Language Spectrum

From CSSEMediaWiki
Revision as of 09:20, 6 October 2010 by Josh Oosterman (Talk | contribs)
(diff) ← Older revision | Latest revision (diff) | Newer revision → (diff)
Jump to: navigation, search

(Note: Opinion piece by Josh - An attempt at being objective)

I'd like to try this - Lets draw an analogy between the political left/right spectrum, and the spectrum of programming languages that are available to us. This might sound a bit weird, but I think it might be an interesting way to classify modern programming languages, and better understand the underlying design decisions.

Contents

Overview

The big question: Should we give users more freedom, but greater risk, or should we reduce risk by force users into doing what we think is right for them?

The cost of taking a 'Liberal' approach is that novice programmers/designers are armed with tools to shoot themselves in the foot. A typical example here is multiple inheritance, a terribly misunderstood concept that more frequently does damage then good.

The cost of taking the alternative 'Conservative' approach is that we reduce the power of the programmer to solve particular problems in an effective way. An example here is operator overloading, a tool that can be valuable when using objects than can be manipulated mathematically.

Issues in the Spectrum

When looking at these issues, it's a matter of weighing up the potential danger/damage rating of a feature, versus the utility of it. Like with the political spectrum, the majority of us are probably pretty centrist and will take a little from either column.

Operator Overloading

Most languages allow you to write expressions using operators such as + (plus), / (divide), % (modulus), or [] (index). These operators work on some types by default, for example integers can be added, arrays can be indexed, and pointers can be dereferenced. Operator overloading allows you to specify a custom behavior, for when an operator is used with your class. See the below example.

 //Operator Overloading example in C++
 //CrazyInt overload the != operator.
 class CrazyInt {
   private:
     int value;
   public:
     CrazyInt(int value) : value(value) {}
     bool operator!=(const CrazyInt &other) const {
       return this->value == other.value;
     }
 }
Advantages, Disadvantages & Language Implementations

Operator overloading can be very useful when writing classes that can be manipulated mathematically. A common example is a Vector class, which corresponds to n values (for an n-dimensional vector), and can be added, subtracted, dotted, normalised etc. Forcing users to use method calls in this case can cause clumsy code, which does not read like prose, and causes the user to convert expressions from prefix to infix order in their head.

The ugly side of operator overloading is that you can essentially change the behaviour of a mechanism the client of your class is used to, without them knowing. For example, in C++ you can overload the new operator, which could allocate an object in a different way, without overloading the delete operator, causing asymmetric behavior. You could be prone to breaking identities such as (A + B) - B == A, or worse.

C++ lets you overload everything, from + and -, to new, dereference, and indexing. Java has no support whatsoever. C# improves on C++ operator overloading, by providing more intuitive syntax.

» Records provided
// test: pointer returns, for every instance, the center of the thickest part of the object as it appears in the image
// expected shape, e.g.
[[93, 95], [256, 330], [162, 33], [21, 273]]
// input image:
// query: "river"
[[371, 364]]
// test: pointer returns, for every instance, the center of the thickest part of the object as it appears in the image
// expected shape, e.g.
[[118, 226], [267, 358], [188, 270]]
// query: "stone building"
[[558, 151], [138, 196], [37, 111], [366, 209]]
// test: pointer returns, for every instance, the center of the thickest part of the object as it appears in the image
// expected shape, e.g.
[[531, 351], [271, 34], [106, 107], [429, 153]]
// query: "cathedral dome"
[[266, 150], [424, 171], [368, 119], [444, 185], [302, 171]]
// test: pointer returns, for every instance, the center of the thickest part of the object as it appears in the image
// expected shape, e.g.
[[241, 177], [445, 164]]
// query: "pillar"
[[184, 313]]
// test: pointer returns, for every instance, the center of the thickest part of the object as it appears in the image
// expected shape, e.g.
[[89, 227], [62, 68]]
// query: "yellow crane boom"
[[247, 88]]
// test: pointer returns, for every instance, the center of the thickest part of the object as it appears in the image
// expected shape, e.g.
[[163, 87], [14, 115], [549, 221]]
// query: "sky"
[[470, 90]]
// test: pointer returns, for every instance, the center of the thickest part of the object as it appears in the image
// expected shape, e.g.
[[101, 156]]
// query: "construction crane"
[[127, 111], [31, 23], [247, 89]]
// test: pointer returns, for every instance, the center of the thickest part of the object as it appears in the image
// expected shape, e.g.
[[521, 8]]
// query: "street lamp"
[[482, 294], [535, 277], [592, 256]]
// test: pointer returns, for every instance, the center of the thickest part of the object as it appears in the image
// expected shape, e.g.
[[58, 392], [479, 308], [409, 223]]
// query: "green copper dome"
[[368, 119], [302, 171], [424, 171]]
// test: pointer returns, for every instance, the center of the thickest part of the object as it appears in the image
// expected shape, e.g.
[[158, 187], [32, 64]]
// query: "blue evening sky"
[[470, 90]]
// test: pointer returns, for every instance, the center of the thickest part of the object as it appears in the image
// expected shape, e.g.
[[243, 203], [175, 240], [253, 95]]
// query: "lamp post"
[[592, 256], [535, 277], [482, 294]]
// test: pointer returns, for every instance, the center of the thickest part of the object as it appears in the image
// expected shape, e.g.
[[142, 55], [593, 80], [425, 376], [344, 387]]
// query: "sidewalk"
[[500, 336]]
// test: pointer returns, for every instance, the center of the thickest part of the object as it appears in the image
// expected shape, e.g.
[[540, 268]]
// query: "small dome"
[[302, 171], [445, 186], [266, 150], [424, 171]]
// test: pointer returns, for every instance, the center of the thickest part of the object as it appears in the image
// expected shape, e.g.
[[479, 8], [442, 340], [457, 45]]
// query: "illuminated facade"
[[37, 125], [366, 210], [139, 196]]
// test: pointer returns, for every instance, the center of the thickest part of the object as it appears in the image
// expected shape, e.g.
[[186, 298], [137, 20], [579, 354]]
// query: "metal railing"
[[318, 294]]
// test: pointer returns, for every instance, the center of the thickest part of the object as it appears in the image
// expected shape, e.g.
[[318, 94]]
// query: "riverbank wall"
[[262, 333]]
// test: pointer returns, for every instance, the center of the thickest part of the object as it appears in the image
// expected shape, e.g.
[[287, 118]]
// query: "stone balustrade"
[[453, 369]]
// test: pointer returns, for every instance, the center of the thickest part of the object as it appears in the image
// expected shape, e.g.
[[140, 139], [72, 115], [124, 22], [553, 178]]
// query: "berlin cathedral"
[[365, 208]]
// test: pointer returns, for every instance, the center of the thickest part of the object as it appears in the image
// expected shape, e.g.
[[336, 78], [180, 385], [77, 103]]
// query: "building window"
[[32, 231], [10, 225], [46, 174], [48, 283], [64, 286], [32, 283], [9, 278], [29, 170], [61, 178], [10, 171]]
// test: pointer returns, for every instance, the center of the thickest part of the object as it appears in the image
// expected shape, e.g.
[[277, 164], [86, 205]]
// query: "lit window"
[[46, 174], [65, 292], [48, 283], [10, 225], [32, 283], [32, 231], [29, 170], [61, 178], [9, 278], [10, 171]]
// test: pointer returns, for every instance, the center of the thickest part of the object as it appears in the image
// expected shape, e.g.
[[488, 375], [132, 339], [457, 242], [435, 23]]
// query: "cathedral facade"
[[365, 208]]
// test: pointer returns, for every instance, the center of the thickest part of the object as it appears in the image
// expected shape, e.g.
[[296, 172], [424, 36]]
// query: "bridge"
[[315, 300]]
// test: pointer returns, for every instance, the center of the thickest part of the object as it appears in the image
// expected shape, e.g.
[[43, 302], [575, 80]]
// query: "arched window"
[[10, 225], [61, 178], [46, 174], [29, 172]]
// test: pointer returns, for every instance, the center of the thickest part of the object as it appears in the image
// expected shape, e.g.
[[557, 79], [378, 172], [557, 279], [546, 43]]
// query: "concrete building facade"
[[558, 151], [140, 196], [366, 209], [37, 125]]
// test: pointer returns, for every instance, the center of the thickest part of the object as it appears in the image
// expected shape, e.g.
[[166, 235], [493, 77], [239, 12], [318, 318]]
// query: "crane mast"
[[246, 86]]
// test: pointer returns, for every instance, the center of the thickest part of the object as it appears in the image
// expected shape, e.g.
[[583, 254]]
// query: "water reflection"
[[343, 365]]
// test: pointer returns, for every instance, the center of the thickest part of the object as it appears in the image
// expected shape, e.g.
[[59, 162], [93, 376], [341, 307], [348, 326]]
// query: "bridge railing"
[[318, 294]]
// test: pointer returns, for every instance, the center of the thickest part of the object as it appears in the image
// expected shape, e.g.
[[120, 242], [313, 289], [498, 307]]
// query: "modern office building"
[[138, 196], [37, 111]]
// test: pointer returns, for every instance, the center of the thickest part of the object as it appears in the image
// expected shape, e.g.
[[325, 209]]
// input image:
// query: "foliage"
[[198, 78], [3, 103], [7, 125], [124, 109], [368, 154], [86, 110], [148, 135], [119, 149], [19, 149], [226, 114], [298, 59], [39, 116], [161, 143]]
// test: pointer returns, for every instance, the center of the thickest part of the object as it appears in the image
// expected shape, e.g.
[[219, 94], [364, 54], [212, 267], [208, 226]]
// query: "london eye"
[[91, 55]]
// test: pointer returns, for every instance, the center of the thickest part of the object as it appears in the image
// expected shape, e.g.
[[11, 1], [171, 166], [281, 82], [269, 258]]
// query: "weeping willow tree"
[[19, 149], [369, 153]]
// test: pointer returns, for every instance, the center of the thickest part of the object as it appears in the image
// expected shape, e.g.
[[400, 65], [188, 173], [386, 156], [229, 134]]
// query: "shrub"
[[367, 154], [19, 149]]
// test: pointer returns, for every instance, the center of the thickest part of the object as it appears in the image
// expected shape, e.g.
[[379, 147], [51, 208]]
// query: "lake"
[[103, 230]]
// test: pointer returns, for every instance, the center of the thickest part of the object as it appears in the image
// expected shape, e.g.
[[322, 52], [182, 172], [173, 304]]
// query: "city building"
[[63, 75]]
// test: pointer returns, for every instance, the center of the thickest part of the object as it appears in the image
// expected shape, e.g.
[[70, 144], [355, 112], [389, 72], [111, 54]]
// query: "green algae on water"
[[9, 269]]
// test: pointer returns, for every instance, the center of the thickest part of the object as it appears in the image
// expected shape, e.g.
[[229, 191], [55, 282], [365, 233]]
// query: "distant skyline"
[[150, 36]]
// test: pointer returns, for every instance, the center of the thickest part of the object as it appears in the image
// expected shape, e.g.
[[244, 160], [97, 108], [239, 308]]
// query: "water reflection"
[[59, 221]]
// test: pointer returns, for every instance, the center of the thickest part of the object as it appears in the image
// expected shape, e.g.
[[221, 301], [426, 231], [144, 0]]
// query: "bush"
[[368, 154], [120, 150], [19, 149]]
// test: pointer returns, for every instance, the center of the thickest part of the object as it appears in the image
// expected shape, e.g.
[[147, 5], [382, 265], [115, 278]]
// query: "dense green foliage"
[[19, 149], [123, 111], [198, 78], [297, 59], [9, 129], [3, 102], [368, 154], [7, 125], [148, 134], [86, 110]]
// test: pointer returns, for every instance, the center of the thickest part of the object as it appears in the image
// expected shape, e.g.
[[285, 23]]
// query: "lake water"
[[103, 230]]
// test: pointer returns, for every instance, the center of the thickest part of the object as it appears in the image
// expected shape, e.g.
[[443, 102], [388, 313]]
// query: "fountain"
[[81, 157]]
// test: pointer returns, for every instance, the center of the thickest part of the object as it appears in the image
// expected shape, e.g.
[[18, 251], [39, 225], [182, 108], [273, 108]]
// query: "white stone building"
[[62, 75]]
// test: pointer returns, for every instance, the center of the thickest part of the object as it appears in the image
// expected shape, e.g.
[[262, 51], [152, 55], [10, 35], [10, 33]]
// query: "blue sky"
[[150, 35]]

» Short task
Can you quote the language spectrum page from "(Note: Opinion piece" up to and including "underlying design decisions."? Answer using the language spectrum page and nothing else.

» Response
(Note: Opinion piece by Josh - An attempt at being objective)

I'd like to try this - Lets draw an analogy between the political left/right spectrum, and the spectrum of programming languages that are available to us. This might sound a bit weird, but I think it might be an interesting way to classify modern programming languages, and better understand the underlying design decisions.